Speech of Commissioner Kristin N. Johnson: Beyond Policing for Fraud: Post-Crisis Crypto-Corporate Governance Reforms
Blockchain Association Policy Summit
November 30, 2023
Remarks as Prepared
Good afternoon. Thank you, for your gracious and warm welcome.
It’s a pleasure to join you today for the Blockchain Association’s Policy Summit.
I am especially thankful to Kristin Smith for the generous invitation to contribute to this impactful discourse among regulators, members of Congress, market participants, and consumer advocates. I am pleased to be among the distinguished speakers sharing thoughts with you today. Before I begin, standard disclaimer that my comments today represent my thoughts and not those of the Commission or my fellow Commissioners, but I am hopeful that some of my reflections will shape very important ongoing dialog on these issues.
We have, indisputably, arrived at a transformative moment in the development and evolution of global financial markets.
Last week, the Commodity Futures Trading Commission (CFTC or Commission) announced the resolution of litigation against Binance, one of the world’s largest crypto-trading platforms, as well as the now-former Chief Executive Officer and founder of Binance, Changpeng Zhao, and Binance’s former Chief Compliance Officer Samuel Lim.
The $4.35 billion overall penalty captured significant media coverage and headlines around the world. While both the size of the penalties and the coordination by law enforcement authorities—the CFTC, the U.S. Attorney’s Office, FinCEN, and OFAC—are remarkable, neither should overshadow a third issue that is very much worth noting as we consider the resolution of the litigation.
——————
## TASK LIST
1. According to the speech, what was the overall penalty in the Binance resolution?
2. Continue the crypto governance speech from its last sentence.

## COLLECTED DATA
——————
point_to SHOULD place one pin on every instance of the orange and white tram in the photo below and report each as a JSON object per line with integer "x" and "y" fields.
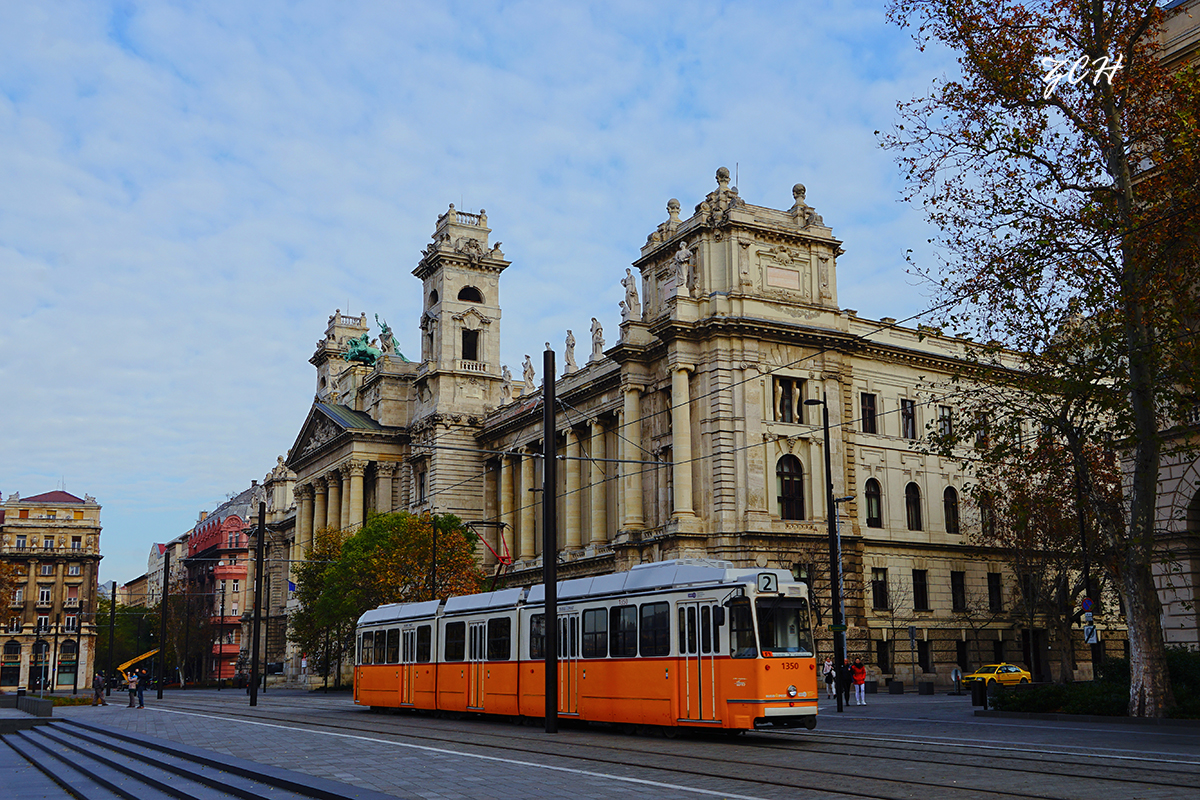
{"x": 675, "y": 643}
——————
## WRITTEN RESPONSES
1. $4.35 billion

2.
As I will explain shortly, there is common assumption that enforcement actions in the crypto or digital assets ecosystem connote bad actors or bad conduct. There is plenty of evidence to support this assumption. We frequently initiate actions that involve fast-talking or fast-typing fraudsters using various electronic platforms to convince customers seeking crypto investment opportunities to transfer cash, coins, or tokens to a platform or wallet that will yield unsurpassed interest or unimaginable returns from investments in digital assets.
Long after customers transfer cash, coins, or funds, the CFTC Division of Enforcement investigates and pulls back the curtain to reveal scammers who captured customer funds or assets and purchased yachts, luxury brand apparel, sports cars, or beachfront property.
Scammers are perfecting their craft, moving beyond garden variety fraud and age-old Ponzi schemes and orchestrating pig butchering and rug pulls. In every instance that we find and prosecute such behavior, the CFTC is exercising its broad jurisdiction in the spot market to prosecute fraud or market manipulation.
Returning again for a moment to the Binance resolution and the findings in the cases the CFTC initiated and resolved against three decentralized finance (DeFi) platforms in September, it is worth noting that these matters do not involve an allegation that defendants engaged in fraud or similar misconduct. Rather, in each of these cases the Commission charged defendants with failing to comply with Commission laws and regulations applicable to registered market participants.
In my time with you this afternoon, allow me to outline the CFTC’s authority to enforce in the context of cases alleging misconduct as well as our authority to introduce obligations designed to promote the integrity of markets. Incidentally, many of these corporate health and hygiene measures typically described as corporate governance and risk management protocols also enhance the integrity of the individual firms implementing these reforms.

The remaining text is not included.